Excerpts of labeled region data
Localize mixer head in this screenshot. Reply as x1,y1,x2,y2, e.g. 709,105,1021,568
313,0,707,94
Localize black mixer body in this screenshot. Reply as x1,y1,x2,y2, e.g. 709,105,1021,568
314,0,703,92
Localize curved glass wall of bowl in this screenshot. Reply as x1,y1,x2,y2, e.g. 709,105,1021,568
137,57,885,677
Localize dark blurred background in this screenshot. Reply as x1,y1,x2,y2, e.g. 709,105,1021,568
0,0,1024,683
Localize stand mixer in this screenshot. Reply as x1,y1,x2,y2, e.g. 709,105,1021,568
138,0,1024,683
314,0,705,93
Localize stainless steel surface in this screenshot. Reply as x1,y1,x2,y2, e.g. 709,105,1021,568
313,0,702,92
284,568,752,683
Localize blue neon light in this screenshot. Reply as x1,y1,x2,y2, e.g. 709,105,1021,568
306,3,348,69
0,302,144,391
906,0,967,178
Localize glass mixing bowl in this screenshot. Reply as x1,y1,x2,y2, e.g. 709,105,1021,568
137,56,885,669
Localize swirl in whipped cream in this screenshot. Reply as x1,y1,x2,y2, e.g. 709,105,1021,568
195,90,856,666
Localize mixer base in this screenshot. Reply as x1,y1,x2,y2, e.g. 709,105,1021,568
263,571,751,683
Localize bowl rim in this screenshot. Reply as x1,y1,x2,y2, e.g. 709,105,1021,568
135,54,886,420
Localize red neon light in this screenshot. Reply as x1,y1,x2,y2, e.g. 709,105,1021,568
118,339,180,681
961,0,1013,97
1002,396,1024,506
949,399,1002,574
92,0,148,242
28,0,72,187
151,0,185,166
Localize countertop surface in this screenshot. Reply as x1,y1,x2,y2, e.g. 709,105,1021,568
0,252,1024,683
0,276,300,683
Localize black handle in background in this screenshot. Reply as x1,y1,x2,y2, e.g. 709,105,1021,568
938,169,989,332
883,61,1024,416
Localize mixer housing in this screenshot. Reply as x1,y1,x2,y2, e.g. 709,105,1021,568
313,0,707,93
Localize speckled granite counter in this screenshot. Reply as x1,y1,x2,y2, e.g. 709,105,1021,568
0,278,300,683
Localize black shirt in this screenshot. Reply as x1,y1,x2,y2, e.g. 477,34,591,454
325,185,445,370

EXERCISE AIM: Update the rows above by replacing every "Localize" with "Locate", and keep everything else the same.

THE RESPONSE:
Locate mixer head in this screenshot. Reply as x1,y1,x2,y2, e.g. 709,105,1021,568
313,0,707,94
Locate black mixer body in this screenshot. Reply as x1,y1,x2,y2, e.g. 709,105,1021,568
314,0,703,92
Locate curved glass wall of bowl in this screenshot. Reply as x1,y1,x2,y2, e.g. 709,105,1021,568
137,57,885,677
Locate dark blurred background in this screenshot. Reply as x1,y1,x2,y2, e.g. 709,105,1021,568
0,0,1024,683
Locate stand mixer in this screenshot. Reply as x1,y1,x2,y2, e.g. 709,105,1021,568
138,0,1024,683
314,0,705,93
Locate stainless steel surface in this screenshot. Reply as x1,y1,x2,y2, e.g. 709,105,1021,568
313,0,702,92
284,568,752,683
Locate blue neon light in this screenshot. Reply as x1,y1,x2,y2, e.g. 709,105,1021,568
306,3,348,69
0,302,144,391
906,0,967,178
Locate glass mixing bowl in this screenshot. Reply as x1,y1,x2,y2, e.g. 709,105,1021,568
137,56,885,669
Locate swirl in whipped cream in this screenshot. Reply as x1,y1,x2,y2, e.g. 709,105,1021,568
195,90,856,666
Locate mixer base in this screenshot. Reply as x1,y1,x2,y2, e.g. 709,105,1021,568
263,571,751,683
Locate bowl rim in this screenshot. Reply as x1,y1,x2,y2, e.g. 709,105,1021,568
135,54,886,420
Locate red neon light in this screenshot. Reply as x1,y1,x2,y2, e.g. 709,105,1021,568
118,339,180,681
961,0,1013,97
1002,396,1024,506
949,399,1002,574
92,0,148,242
28,0,72,187
151,0,185,166
Locate countertop surface in this screenshot. Reply as x1,y1,x2,y2, e.g. 709,105,1021,568
0,252,1024,683
0,276,300,683
Locate black handle in background in this screenshot. Reply as x1,y1,x2,y2, e.g. 709,105,1021,568
938,169,989,332
883,61,1024,416
Locate mixer housing in this screenshot. Reply as x1,y1,x2,y2, e.g. 709,105,1021,568
313,0,707,93
Locate speckled granite counter in this screenshot. Reply as x1,y1,x2,y2, e.g. 709,105,1021,568
0,278,300,683
Locate black shirt in this screenshot. Reply as x1,y1,x2,y2, e.g. 477,34,591,454
325,185,445,370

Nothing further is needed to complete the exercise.